TASK DETAILS = Rewrite the lines below, replacing every occurrence of "Could you please spot" with "Please locate" and leaving all other text unchanged.

LISTING =
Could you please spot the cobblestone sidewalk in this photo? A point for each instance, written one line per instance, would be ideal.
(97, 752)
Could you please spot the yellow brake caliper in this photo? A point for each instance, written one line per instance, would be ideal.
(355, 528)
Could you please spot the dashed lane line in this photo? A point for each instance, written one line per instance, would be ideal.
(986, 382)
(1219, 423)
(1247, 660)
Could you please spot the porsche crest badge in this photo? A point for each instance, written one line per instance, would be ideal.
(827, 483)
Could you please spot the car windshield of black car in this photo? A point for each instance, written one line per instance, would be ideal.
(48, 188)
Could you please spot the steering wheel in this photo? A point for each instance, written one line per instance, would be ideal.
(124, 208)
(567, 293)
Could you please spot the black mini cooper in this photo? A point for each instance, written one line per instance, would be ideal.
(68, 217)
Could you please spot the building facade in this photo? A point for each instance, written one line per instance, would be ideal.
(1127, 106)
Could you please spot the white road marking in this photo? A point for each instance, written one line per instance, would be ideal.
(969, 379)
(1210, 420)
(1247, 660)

TASK RESULT =
Please locate the cobblestone sidewalk in this photo? A point for each instance, written one line per instance, would be ideal.
(97, 752)
Please locate the yellow brake caliper in this photo? A point for each instance, written one line per instance, would be ideal.
(355, 528)
Please locate the dashed lane line in this photo? A point for each instance, written one line per instance, would be ideal.
(986, 382)
(1219, 423)
(1247, 660)
Please locate the porsche crest badge in this photo? A point for each instance, written one line per instance, would be ideal.
(827, 483)
Please locate the car windshield of black car in this photo? A point for each instance, written one line per instance, would be ideal.
(48, 188)
Please locate the steering wheel in this photo? A point for each instance, written one line per instance, would be ideal.
(124, 208)
(567, 293)
Please locate the black mini cooper in this photo? A point for each instance, written one line per instance, would be ideal.
(68, 217)
Please locate the building facade in this photo? A point for each instance, written one line per instance, would be ideal.
(1127, 106)
Please locate the white road marking in this photo? A point for each instance, written one line per instance, would be ideal.
(969, 379)
(1210, 420)
(1247, 660)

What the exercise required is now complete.